• WRITTEN INSTRUCTION:
Please return every line of the records below that contains the word "tall", copying each one in full.

— Start —

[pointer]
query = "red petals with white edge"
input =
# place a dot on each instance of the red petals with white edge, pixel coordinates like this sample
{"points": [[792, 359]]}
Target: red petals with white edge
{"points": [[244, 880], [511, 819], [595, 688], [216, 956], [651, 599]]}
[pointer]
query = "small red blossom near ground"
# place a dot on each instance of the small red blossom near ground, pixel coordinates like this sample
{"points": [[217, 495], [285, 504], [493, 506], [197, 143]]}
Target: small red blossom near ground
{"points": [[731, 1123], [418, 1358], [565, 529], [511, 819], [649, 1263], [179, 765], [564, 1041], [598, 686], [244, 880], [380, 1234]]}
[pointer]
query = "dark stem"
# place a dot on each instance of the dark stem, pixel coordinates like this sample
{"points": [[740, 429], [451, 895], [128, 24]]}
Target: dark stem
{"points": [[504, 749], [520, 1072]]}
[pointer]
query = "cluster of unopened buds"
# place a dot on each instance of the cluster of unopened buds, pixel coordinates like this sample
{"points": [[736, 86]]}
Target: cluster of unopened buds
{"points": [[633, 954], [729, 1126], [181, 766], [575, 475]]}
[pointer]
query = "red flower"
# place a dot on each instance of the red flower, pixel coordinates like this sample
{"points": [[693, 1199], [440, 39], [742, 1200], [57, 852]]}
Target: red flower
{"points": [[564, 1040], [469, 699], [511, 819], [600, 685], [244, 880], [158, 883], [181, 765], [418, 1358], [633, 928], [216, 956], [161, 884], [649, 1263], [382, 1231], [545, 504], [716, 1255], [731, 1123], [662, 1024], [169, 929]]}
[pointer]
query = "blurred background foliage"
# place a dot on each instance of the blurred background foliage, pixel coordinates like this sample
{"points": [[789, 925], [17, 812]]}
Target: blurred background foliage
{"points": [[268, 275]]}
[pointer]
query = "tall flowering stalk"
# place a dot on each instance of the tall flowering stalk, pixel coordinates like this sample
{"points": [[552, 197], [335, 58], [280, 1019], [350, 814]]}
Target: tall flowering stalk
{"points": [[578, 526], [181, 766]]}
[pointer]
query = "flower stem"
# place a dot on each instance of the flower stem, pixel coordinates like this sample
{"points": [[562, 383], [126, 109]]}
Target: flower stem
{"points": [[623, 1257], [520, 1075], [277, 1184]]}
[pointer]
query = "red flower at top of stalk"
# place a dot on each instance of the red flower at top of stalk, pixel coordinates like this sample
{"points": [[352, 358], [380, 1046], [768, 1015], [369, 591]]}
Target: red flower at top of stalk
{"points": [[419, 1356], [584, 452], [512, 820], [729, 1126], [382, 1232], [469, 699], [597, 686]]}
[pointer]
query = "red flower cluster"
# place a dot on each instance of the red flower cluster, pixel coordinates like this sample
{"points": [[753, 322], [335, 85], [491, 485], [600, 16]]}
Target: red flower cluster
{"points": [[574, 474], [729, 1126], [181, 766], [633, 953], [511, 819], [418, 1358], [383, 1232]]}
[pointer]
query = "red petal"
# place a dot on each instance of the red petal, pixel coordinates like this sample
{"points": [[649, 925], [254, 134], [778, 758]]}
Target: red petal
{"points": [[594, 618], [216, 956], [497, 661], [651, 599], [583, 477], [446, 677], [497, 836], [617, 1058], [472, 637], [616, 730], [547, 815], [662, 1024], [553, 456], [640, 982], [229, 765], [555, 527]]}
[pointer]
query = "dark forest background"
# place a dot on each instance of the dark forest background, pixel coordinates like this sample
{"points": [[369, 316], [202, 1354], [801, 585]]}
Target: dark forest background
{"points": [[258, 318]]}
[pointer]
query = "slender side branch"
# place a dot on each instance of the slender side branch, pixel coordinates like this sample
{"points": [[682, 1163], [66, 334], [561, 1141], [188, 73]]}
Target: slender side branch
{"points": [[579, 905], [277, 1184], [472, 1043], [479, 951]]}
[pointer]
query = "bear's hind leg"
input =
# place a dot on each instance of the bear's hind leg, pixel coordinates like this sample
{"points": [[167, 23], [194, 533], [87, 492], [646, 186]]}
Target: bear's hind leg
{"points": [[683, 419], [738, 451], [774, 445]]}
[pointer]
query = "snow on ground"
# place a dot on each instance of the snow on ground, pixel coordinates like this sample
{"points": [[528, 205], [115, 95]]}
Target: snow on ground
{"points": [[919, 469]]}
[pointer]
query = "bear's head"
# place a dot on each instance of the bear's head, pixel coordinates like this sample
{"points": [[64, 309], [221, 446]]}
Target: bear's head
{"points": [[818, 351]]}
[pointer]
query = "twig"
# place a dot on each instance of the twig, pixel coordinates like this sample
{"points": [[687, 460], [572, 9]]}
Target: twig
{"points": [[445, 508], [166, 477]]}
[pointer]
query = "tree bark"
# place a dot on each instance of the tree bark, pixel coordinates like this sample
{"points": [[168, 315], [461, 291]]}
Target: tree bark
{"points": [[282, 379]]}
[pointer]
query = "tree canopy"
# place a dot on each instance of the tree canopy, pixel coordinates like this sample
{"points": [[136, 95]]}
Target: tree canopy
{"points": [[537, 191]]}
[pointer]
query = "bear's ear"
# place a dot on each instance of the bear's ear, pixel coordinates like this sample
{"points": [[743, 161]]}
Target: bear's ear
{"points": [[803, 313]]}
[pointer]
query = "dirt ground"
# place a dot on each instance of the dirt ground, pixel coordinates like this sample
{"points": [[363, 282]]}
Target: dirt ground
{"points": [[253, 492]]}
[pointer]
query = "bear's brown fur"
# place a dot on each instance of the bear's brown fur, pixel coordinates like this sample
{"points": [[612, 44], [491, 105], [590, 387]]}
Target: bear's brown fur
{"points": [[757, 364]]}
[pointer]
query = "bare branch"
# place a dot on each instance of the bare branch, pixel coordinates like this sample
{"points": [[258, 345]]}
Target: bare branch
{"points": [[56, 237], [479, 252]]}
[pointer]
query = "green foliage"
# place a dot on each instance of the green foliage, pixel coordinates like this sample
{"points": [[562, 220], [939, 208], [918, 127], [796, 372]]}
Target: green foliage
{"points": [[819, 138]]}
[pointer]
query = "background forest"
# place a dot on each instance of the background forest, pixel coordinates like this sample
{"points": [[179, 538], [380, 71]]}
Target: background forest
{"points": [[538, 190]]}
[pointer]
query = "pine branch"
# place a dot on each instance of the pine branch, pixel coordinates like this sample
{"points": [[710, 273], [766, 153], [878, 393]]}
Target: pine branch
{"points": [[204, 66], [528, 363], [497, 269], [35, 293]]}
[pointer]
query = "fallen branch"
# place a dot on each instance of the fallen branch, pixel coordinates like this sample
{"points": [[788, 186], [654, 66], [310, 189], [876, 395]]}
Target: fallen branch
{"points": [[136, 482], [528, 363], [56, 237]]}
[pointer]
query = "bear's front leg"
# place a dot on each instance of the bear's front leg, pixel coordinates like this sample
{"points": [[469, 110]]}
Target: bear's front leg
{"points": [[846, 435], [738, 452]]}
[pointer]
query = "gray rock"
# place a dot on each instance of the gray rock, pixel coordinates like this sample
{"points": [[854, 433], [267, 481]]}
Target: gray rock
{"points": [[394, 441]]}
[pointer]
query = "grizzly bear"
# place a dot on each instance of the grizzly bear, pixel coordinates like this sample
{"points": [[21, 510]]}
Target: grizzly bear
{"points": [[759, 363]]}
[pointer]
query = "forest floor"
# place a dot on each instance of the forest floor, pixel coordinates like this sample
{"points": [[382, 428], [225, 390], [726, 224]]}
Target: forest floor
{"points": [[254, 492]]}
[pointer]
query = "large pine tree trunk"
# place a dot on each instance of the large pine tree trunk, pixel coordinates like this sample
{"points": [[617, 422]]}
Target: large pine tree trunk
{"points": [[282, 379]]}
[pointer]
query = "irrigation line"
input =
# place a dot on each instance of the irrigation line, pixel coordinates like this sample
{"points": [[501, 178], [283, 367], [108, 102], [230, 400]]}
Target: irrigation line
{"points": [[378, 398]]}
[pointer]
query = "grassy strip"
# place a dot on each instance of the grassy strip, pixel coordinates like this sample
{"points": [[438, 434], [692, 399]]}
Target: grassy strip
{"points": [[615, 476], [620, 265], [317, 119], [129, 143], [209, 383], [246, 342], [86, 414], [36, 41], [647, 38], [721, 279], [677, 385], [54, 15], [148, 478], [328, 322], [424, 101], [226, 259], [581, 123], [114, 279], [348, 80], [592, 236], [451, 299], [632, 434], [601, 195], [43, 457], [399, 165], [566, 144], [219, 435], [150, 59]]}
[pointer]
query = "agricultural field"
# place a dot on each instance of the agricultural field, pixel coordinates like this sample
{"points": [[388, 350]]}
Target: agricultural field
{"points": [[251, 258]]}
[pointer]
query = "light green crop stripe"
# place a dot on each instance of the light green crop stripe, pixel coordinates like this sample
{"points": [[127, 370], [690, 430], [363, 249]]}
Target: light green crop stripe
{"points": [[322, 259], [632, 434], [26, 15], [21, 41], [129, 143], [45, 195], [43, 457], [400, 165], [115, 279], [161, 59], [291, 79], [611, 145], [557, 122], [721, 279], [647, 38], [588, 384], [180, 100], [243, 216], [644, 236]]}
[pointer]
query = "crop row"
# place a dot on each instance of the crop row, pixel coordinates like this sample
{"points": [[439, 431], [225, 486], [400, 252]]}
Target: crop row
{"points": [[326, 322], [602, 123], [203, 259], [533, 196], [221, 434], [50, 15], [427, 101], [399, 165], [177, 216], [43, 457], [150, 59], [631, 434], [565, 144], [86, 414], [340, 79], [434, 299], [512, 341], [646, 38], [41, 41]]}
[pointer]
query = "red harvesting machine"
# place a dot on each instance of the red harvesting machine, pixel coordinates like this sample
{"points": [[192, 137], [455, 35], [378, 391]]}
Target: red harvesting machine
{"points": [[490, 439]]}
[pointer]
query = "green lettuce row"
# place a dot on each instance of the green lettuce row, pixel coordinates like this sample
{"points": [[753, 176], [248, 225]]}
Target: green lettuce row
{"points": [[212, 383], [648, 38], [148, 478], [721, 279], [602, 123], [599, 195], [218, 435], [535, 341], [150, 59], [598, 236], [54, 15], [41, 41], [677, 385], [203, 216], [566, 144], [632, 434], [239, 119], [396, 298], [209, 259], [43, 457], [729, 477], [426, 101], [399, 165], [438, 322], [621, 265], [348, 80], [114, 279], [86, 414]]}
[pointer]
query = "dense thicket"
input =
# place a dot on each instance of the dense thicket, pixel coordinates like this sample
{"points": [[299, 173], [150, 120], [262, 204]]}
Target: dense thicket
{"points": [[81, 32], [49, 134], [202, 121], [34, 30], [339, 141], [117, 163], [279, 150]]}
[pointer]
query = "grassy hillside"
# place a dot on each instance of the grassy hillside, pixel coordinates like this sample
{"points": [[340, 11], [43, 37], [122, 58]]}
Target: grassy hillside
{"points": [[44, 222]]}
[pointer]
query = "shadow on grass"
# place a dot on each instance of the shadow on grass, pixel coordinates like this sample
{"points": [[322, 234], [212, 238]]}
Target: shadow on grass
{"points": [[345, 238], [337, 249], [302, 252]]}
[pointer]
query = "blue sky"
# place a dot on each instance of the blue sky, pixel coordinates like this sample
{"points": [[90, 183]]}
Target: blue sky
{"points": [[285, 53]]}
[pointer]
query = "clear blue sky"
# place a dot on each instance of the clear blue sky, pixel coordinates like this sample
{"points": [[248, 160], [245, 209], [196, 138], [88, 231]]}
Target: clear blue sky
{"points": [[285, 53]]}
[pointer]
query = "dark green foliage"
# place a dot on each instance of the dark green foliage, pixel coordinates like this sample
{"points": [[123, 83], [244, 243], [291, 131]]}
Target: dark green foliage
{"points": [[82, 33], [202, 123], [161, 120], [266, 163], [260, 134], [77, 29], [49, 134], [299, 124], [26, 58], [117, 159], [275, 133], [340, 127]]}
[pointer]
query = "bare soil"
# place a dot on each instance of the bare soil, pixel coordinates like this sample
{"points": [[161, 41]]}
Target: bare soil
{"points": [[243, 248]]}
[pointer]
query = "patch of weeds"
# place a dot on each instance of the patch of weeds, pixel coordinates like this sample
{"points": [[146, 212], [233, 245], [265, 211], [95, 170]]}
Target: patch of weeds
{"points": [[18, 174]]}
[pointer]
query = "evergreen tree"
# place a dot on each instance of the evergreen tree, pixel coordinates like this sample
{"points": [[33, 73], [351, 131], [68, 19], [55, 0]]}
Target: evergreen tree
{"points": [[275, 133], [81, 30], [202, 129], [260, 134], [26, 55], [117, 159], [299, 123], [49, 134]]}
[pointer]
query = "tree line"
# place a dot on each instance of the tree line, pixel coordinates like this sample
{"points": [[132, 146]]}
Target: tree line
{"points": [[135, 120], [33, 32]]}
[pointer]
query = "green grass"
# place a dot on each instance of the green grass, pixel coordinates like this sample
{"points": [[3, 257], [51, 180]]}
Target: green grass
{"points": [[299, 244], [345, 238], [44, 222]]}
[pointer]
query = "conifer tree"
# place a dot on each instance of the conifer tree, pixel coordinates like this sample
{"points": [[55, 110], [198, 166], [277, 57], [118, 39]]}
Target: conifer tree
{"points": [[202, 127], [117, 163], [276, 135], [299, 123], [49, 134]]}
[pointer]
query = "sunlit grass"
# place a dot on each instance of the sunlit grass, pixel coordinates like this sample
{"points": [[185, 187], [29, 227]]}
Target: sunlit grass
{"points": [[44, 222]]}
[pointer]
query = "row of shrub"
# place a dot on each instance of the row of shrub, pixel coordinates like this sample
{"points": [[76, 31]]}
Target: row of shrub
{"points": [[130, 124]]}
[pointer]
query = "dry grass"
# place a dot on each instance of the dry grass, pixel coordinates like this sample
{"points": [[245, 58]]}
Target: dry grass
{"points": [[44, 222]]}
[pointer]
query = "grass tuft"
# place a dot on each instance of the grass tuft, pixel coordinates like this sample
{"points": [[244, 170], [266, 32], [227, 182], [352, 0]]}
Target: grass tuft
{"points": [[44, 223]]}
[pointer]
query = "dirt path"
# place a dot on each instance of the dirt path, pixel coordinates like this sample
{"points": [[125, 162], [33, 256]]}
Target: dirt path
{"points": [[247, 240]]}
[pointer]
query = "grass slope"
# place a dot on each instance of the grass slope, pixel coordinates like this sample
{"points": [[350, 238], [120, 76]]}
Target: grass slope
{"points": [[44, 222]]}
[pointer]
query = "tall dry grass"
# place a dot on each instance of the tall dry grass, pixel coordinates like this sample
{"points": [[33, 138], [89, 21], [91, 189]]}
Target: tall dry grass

— End —

• EXERCISE OUTPUT:
query = "tall flowering stalk"
# place a dot on each instance of the tall flowering stalk, pixel coordinates like this sample
Target: tall flowering stalk
query = "tall dry grass"
# place a dot on each instance of the tall dry grass, pixel coordinates like this sample
Target: tall dry grass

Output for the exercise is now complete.